DATA IN THIS EXERCISE:
---*---

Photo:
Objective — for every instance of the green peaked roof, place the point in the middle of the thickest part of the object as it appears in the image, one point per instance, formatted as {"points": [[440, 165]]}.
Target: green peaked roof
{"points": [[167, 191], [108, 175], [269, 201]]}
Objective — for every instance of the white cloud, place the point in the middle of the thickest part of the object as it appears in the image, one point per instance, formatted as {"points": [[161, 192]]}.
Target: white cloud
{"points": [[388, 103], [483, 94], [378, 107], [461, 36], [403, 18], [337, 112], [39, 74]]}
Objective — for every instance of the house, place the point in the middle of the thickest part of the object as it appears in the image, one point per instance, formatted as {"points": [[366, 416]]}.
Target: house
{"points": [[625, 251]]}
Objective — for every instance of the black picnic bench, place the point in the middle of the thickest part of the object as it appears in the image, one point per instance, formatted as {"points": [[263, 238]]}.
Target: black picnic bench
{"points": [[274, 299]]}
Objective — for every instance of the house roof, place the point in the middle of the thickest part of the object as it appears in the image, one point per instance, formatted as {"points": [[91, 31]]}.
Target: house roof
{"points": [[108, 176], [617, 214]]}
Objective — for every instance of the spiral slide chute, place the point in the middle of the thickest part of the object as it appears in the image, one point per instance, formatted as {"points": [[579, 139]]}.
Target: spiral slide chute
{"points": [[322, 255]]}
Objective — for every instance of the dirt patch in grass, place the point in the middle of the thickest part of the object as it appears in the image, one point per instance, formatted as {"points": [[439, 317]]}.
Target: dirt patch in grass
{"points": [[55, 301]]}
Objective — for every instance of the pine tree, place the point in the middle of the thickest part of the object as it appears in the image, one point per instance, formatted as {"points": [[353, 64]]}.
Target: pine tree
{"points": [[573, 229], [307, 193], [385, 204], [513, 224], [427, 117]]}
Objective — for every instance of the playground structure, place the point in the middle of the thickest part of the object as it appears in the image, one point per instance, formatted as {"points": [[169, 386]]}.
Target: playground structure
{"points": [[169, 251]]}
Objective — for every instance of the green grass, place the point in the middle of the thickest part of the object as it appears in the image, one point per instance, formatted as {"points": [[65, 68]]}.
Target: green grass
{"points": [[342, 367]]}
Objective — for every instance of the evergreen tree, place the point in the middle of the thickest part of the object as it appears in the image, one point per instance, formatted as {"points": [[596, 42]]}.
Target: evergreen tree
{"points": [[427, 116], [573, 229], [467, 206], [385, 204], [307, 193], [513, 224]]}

---*---

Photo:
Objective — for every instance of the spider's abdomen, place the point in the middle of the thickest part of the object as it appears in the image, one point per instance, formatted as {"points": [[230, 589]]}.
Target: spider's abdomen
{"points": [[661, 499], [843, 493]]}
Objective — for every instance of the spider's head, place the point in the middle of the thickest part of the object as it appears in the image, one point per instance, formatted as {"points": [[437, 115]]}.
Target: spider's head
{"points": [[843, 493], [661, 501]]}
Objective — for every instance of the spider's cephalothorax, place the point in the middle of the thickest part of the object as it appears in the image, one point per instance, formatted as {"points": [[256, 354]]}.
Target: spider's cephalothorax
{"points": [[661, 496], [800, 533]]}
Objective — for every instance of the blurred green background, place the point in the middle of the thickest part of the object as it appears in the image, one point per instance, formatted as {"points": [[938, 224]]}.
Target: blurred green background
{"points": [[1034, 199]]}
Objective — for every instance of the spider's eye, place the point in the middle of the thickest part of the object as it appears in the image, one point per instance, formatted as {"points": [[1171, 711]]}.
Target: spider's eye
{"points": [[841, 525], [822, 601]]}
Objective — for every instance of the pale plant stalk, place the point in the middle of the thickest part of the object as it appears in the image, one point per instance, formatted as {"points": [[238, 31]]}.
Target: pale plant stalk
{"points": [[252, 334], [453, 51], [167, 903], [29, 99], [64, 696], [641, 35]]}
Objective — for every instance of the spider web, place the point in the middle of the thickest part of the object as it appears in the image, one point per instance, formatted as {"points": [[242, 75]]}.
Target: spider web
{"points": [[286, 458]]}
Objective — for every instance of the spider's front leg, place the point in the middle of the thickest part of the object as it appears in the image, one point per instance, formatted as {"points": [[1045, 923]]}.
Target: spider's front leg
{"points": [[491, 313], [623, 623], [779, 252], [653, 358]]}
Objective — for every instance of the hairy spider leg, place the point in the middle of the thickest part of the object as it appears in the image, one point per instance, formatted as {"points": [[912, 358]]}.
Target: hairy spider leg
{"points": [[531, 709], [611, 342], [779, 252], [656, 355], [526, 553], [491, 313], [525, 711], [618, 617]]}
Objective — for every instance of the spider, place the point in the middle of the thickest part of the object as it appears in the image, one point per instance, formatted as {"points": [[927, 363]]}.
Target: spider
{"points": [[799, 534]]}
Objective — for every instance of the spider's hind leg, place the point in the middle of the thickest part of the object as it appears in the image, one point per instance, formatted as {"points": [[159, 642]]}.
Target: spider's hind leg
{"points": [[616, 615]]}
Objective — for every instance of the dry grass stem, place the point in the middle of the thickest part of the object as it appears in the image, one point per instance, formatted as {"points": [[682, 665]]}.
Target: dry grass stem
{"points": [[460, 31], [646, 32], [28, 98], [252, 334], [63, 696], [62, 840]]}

---*---

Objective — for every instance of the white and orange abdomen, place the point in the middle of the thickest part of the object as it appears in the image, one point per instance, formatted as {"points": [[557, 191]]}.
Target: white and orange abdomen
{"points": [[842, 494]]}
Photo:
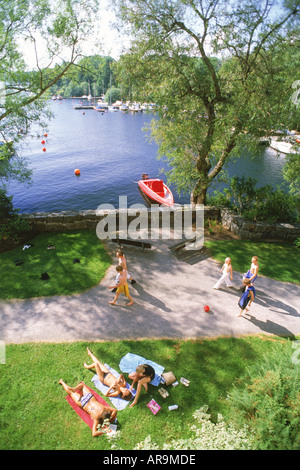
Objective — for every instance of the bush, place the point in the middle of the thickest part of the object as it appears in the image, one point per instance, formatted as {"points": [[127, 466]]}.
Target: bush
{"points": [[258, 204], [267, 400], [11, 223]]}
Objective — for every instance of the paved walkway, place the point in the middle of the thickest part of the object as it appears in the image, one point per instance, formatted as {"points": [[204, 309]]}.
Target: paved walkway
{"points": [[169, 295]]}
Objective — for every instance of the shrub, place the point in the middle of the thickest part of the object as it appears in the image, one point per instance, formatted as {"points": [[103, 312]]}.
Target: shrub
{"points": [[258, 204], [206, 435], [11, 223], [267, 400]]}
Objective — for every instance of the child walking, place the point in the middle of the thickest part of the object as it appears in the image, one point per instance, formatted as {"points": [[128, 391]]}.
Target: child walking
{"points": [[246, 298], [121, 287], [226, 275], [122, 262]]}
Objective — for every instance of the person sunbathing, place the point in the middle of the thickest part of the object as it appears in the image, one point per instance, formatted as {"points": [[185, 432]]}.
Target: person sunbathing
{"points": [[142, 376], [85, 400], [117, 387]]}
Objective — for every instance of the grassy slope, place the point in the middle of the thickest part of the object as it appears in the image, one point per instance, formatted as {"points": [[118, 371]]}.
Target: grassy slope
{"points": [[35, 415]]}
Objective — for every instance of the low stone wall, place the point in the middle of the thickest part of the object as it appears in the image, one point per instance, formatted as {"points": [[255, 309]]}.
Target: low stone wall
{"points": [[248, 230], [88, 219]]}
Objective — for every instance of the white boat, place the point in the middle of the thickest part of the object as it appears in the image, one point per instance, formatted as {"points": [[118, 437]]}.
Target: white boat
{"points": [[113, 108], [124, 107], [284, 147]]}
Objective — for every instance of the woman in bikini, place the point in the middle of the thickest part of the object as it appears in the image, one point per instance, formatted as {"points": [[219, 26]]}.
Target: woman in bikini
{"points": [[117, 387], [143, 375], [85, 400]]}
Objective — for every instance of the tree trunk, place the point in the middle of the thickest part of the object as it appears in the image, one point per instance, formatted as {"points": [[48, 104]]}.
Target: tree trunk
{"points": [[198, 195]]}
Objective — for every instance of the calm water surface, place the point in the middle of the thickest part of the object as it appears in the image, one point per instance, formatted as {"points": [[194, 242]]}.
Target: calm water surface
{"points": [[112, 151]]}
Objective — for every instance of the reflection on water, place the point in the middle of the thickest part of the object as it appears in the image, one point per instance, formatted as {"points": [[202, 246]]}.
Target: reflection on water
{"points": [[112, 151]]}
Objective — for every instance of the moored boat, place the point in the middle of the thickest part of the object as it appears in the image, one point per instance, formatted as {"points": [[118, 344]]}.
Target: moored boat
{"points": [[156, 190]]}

---*---

TASK GOAL:
Identify every line in the entries above that contains the word "moored", and copy each of those lines in full.

SOLUTION FOR THIS TASK:
Objective — for every instance of the moored boat, place the point in the middle of the thickest part of the object as it appears in the image, one point per instance, formatted as {"points": [[118, 344]]}.
Target: moored boat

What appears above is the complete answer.